EXERCISE TASK: Repeat exactly, and only, the lines from the one containing "Where can you find the player's outstretched" through the end of the records.

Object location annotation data
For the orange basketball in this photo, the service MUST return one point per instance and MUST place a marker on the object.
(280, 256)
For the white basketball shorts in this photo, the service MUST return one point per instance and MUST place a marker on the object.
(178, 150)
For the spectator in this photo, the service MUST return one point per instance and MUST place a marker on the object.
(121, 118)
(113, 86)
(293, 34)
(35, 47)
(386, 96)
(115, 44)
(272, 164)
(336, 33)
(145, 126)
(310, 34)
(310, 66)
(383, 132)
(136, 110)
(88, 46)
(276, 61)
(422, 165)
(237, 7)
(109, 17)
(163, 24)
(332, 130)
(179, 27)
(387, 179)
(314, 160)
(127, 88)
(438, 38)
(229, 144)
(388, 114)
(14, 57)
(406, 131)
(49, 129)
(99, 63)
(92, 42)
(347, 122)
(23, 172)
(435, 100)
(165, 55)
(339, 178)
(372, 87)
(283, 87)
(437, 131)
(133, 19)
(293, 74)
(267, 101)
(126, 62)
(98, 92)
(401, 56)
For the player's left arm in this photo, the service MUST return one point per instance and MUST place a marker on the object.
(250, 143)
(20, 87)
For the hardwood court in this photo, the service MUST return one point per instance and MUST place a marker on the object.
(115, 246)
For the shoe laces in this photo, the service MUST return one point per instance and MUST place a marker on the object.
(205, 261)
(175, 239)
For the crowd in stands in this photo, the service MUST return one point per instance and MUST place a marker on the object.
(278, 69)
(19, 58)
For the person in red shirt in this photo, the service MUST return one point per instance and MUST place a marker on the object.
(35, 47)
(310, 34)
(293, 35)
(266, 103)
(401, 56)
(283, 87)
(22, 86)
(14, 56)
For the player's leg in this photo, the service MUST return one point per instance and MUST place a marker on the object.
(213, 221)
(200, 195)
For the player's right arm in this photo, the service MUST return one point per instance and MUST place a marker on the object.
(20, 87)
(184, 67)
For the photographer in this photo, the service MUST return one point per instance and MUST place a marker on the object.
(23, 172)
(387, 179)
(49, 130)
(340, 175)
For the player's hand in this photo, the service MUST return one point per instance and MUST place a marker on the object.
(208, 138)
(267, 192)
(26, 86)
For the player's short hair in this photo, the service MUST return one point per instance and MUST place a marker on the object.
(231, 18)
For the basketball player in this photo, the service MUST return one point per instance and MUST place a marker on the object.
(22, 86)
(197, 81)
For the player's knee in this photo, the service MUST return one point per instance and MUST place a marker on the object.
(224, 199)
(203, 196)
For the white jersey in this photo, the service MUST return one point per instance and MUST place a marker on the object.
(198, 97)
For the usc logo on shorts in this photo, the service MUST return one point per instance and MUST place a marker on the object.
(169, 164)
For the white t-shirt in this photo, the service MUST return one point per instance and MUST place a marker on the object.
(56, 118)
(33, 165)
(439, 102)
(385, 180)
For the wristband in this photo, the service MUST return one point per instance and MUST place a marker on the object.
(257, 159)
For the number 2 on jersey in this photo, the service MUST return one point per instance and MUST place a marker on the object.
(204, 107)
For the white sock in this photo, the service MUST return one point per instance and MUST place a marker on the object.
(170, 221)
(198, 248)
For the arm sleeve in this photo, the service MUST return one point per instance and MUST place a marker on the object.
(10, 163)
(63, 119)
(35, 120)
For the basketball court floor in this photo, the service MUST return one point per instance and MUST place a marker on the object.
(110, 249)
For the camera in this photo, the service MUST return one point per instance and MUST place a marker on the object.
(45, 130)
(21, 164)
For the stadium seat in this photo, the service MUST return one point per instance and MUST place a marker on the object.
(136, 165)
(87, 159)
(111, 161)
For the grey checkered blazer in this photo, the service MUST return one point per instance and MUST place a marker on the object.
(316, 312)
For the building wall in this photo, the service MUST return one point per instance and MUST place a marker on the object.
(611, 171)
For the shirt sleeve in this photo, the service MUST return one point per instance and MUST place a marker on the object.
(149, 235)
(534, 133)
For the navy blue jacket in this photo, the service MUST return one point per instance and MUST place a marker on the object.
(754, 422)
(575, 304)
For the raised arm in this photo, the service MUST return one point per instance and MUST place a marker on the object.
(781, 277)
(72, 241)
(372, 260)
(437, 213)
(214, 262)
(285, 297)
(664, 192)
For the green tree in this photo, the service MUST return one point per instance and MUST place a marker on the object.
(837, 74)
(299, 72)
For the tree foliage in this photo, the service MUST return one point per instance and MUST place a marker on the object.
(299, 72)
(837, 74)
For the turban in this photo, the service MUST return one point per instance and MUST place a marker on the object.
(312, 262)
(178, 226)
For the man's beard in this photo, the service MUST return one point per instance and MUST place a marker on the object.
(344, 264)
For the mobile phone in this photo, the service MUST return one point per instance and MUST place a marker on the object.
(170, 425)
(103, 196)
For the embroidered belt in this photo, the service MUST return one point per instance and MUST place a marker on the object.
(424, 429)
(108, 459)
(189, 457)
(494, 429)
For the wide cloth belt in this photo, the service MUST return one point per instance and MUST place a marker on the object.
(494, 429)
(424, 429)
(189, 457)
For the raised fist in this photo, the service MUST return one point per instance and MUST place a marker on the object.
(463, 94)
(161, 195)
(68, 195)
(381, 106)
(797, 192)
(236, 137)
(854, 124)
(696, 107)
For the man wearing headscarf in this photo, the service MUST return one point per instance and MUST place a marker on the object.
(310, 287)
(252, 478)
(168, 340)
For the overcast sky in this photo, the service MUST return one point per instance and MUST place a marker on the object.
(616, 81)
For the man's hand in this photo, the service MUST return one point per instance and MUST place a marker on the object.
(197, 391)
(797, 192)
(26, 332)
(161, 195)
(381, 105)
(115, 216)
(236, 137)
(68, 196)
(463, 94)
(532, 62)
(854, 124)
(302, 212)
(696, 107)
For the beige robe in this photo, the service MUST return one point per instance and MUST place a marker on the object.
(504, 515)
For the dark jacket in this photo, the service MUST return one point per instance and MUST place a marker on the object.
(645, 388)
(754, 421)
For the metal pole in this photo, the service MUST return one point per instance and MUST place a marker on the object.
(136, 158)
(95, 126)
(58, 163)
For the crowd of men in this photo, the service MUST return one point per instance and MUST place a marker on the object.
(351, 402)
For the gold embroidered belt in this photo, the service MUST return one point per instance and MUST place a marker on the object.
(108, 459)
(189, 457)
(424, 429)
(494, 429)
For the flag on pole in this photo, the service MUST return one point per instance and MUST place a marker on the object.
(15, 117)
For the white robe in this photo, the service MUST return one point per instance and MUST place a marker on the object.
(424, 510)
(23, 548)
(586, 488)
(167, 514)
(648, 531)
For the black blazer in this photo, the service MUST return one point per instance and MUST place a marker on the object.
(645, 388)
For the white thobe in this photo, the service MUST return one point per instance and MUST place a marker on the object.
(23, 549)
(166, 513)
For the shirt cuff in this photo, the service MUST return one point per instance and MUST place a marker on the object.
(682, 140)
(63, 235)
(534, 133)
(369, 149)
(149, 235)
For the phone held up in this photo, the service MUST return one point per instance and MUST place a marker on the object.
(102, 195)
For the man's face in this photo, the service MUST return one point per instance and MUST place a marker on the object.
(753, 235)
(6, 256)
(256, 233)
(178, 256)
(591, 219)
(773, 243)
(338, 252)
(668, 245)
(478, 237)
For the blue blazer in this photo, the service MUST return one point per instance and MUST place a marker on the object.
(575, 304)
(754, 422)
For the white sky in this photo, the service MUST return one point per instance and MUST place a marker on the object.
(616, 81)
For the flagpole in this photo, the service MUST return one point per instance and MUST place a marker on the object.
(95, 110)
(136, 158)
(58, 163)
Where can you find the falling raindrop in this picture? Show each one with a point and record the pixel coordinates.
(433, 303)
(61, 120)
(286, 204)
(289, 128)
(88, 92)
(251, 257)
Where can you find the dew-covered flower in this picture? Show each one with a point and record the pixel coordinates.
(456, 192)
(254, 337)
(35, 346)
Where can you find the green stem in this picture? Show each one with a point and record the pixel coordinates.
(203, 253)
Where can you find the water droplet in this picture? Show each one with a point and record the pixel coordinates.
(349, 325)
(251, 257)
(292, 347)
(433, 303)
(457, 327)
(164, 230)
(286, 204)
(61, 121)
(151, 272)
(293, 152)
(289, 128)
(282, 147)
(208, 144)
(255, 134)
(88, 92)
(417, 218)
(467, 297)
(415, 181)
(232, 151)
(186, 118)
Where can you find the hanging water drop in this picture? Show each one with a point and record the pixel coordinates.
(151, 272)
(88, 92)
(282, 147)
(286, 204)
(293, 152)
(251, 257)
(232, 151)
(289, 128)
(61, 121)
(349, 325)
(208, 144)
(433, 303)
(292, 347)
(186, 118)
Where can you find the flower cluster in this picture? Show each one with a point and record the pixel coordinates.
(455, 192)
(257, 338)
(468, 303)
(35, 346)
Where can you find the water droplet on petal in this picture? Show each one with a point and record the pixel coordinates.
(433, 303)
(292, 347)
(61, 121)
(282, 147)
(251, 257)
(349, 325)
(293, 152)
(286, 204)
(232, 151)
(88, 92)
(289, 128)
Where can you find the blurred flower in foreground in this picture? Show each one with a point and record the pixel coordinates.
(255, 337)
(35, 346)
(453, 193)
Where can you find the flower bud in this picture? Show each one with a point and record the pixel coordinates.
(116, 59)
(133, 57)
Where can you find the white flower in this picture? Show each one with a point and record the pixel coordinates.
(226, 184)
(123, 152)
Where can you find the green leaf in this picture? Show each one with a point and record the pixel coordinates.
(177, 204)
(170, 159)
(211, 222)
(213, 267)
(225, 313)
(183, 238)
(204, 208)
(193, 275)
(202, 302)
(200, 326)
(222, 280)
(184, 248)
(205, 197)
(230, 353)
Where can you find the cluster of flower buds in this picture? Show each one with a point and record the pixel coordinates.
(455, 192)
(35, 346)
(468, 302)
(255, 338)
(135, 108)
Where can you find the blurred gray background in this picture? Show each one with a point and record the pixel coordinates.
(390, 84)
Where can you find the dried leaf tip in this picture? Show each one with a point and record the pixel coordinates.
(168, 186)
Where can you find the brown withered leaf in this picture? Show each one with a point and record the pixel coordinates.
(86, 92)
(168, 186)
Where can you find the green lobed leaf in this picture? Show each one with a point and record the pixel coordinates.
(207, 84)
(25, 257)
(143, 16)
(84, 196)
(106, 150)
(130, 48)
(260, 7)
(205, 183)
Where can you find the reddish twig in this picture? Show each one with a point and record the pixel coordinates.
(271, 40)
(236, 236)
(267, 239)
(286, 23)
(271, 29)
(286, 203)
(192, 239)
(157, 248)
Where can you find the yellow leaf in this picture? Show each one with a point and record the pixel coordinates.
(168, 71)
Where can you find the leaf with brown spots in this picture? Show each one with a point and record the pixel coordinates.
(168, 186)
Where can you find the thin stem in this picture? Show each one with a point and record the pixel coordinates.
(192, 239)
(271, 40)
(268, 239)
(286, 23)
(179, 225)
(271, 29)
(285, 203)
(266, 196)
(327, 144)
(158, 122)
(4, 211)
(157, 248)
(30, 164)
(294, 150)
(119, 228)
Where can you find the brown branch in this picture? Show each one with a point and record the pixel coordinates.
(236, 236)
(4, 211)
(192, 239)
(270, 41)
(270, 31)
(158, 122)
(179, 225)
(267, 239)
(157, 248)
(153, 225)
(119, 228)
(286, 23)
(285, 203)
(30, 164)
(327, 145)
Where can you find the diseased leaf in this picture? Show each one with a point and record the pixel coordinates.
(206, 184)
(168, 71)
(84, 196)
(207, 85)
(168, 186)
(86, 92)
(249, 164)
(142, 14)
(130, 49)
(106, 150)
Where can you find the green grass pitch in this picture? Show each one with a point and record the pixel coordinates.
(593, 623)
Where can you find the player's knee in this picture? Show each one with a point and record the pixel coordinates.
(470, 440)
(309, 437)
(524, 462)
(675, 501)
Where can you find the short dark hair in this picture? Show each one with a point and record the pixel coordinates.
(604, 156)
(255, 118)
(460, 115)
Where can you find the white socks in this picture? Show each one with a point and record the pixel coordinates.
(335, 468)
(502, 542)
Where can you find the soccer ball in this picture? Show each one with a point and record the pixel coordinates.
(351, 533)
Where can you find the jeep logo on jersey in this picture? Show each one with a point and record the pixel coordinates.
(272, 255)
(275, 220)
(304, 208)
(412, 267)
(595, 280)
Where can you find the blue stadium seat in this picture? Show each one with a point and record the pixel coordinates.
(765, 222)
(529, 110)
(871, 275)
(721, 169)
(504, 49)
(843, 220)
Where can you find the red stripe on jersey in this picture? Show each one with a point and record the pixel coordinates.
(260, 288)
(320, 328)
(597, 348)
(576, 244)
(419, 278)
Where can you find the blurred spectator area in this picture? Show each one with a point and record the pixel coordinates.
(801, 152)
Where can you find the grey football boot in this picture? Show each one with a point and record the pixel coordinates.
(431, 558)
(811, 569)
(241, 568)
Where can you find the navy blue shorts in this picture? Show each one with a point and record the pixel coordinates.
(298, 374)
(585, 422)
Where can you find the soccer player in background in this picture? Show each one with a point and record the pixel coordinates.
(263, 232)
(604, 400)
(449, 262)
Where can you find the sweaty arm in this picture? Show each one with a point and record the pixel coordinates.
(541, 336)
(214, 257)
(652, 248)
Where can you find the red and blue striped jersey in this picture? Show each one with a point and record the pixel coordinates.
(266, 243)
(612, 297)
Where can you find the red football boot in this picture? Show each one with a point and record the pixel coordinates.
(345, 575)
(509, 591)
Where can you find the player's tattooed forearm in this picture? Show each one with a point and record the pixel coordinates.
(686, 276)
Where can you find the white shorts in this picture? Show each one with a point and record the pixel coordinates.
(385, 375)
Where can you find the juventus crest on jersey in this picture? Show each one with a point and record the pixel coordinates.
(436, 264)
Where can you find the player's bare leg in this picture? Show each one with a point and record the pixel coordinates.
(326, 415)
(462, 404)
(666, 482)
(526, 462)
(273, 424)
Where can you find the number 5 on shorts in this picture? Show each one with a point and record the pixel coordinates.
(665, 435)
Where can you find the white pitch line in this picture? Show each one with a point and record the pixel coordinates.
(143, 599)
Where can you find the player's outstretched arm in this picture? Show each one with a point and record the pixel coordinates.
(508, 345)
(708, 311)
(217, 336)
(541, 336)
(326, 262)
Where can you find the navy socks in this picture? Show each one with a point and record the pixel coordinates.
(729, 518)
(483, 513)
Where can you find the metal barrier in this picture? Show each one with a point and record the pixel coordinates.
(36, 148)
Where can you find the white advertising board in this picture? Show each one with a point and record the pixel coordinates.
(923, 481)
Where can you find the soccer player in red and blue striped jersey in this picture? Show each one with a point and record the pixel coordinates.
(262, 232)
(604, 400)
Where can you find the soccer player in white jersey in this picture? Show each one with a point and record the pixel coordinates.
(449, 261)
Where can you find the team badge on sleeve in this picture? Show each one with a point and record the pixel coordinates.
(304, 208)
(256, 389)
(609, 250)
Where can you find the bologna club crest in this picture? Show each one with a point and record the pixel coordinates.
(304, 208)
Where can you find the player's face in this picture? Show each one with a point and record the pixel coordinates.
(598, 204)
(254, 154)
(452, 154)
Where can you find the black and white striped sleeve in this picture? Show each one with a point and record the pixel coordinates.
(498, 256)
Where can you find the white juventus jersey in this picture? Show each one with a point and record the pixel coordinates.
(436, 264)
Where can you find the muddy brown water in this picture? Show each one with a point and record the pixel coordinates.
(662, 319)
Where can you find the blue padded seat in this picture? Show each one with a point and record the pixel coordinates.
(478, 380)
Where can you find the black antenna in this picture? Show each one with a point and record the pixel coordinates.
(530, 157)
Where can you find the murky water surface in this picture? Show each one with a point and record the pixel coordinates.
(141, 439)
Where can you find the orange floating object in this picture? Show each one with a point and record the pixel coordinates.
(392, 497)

EXERCISE RESPONSE:
Where can you find the player's outstretched arm in this picture? Show each one with a point and record the pixel coordinates.
(508, 345)
(708, 311)
(217, 336)
(541, 336)
(326, 262)
Where can you find the navy socks in this picture? Show each one with a point and record the pixel coordinates.
(729, 518)
(483, 513)
Where can you find the metal barrier in this picture? Show each one with a point and record the pixel coordinates.
(36, 148)
Where can you find the white advertising board in this picture? Show each one with a point and record the pixel coordinates.
(923, 481)
Where can you find the soccer player in red and blue striped jersey in this picture? Show each one with a point and record the pixel coordinates.
(262, 232)
(604, 400)
Where can you find the soccer player in white jersey in this picture? Show each one with a point and record the pixel coordinates.
(449, 261)
Where can you find the team badge on sleeve in this picture? Show each one with a point and record the pixel coordinates.
(304, 208)
(256, 389)
(609, 250)
Where can you find the bologna club crest in this picture? Show each one with a point and record the pixel coordinates.
(304, 208)
Where can you find the player's face in this picture? Show each one with a point and record the pixel coordinates.
(598, 204)
(254, 154)
(452, 154)
Where can you find the black and white striped sleeve in this picture? Show each one with a point and record the pixel coordinates.
(498, 256)
Where can you find the white juventus jersey in this picture? Show each one with a point and record the pixel coordinates.
(436, 264)
Where can you find the muddy brown water in this picture? Show each one with a point and record the pixel coordinates.
(662, 319)
Where can you find the blue padded seat in this picture? Show each one with a point and record the pixel coordinates.
(478, 380)
Where can you find the black antenna in this picture? Show each one with a point and record the pixel coordinates.
(530, 157)
Where can you find the murky water surface in this picture? Show each one with a point and record the pixel coordinates.
(141, 439)
Where can you find the orange floating object in this picture? Show each one with a point and record the pixel coordinates.
(392, 497)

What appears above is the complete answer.